* TASK STATEMENT: Which lines in the rows below contain the string "Find", with case counting? Report each of those lines in full.
##### DATA PROVIDED
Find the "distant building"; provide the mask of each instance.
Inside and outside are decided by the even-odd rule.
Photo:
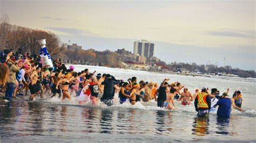
[[[68,49],[73,51],[82,49],[82,46],[78,46],[76,43],[73,44],[72,45],[68,46]]]
[[[139,54],[146,58],[151,58],[154,56],[154,44],[142,39],[142,41],[134,42],[133,54]]]
[[[124,48],[118,49],[115,52],[120,55],[128,55],[130,53],[129,51],[126,51]]]
[[[88,51],[95,51],[95,49],[93,49],[93,48],[89,48],[87,49]]]
[[[138,55],[136,56],[136,61],[139,62],[143,62],[145,64],[147,59],[144,56]]]

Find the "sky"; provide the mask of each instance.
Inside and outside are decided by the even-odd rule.
[[[84,49],[132,52],[146,39],[167,63],[256,70],[256,1],[0,0],[3,15]]]

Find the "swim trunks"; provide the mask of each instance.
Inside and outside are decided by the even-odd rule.
[[[183,101],[181,102],[181,105],[186,106],[187,105],[190,105],[190,104],[188,102],[187,102],[186,101]]]
[[[169,104],[169,102],[165,102],[164,103],[164,107],[165,107],[165,108],[167,107],[167,106],[168,106],[168,104]]]

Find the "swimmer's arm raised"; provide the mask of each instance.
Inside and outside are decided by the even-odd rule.
[[[124,96],[126,97],[128,97],[128,98],[130,98],[130,96],[129,95],[127,95],[126,94],[125,92],[124,92],[124,88],[121,88],[121,93],[123,95],[124,95]]]

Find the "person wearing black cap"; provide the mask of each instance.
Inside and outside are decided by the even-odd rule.
[[[161,83],[158,89],[158,97],[157,98],[157,106],[163,108],[165,101],[166,100],[166,87],[168,86],[167,81],[169,78],[165,78]]]
[[[113,105],[113,97],[114,94],[114,85],[118,84],[117,80],[113,80],[110,74],[106,75],[106,80],[102,82],[104,85],[104,93],[100,101],[107,106]]]
[[[219,99],[217,104],[219,106],[217,116],[218,117],[230,118],[231,106],[233,103],[227,92],[223,93],[222,96],[223,98]],[[240,111],[242,110],[241,109],[237,107],[235,105],[234,107]]]

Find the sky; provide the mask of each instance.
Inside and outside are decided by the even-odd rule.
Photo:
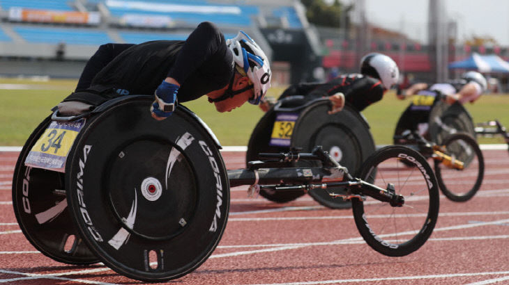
##########
* SOLUTION:
Find the "distant building"; provide the mask of each instance.
Find the "sky"; provide the mask of each instance.
Find the "swim trunks"; provide the mask of each instance.
Find the "swimmer's arm raised"; provide the mask of each instance.
Find the "person wearing black cap"; provide the mask of each instance.
Find the sky; provide the mask of each instance.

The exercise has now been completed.